## [Extracted records]
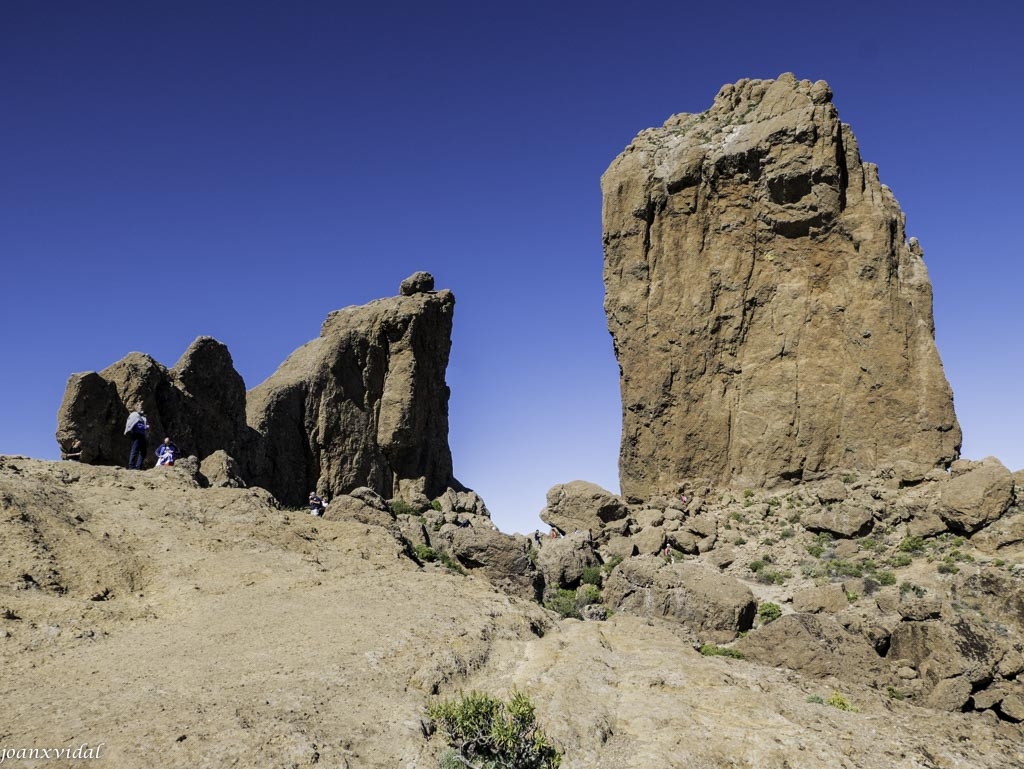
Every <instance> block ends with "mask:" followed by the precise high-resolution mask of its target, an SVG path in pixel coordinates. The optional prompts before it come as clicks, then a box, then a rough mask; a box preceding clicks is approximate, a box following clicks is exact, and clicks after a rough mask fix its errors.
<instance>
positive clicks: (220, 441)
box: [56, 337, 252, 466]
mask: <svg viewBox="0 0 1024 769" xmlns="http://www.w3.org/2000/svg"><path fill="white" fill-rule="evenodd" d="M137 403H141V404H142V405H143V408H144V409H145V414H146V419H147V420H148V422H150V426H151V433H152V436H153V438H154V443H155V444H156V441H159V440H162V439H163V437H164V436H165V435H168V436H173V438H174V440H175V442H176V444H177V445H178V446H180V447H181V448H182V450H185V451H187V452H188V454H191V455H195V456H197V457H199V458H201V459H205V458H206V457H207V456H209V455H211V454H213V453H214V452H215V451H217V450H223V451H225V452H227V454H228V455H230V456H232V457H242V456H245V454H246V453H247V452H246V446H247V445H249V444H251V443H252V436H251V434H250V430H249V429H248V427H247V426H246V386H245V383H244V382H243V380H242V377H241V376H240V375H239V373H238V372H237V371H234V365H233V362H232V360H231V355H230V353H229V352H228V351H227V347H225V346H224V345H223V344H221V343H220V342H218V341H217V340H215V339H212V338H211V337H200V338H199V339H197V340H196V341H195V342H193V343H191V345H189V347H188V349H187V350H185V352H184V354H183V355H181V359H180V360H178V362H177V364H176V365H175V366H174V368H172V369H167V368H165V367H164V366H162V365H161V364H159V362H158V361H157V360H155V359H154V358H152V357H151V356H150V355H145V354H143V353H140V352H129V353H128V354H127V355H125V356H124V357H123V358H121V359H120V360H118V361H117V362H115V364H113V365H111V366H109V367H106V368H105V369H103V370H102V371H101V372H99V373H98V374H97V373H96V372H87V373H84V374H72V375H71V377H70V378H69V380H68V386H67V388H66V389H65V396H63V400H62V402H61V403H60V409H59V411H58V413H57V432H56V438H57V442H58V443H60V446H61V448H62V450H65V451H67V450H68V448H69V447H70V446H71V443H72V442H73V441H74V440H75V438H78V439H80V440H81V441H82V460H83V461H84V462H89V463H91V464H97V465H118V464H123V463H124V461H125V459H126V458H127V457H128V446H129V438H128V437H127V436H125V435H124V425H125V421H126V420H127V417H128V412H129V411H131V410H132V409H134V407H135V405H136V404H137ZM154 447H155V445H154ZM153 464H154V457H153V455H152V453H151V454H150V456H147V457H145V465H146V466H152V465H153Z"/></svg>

## [Problem details]
Repeat the data verbatim through the "positive clicks: (220, 441)" line, no pictures.

## [Exercise response]
Every <instance> block ends with "mask:" followed by the precise high-resolution mask of its target, an SVG path in pixel coordinates. The optional prompts before it come as clicks, then a box, then a rough mask; a box preceding clicks is approximate, a box following clicks is exact, and clicks after a rough mask fix its errors.
<instance>
positive clicks: (220, 441)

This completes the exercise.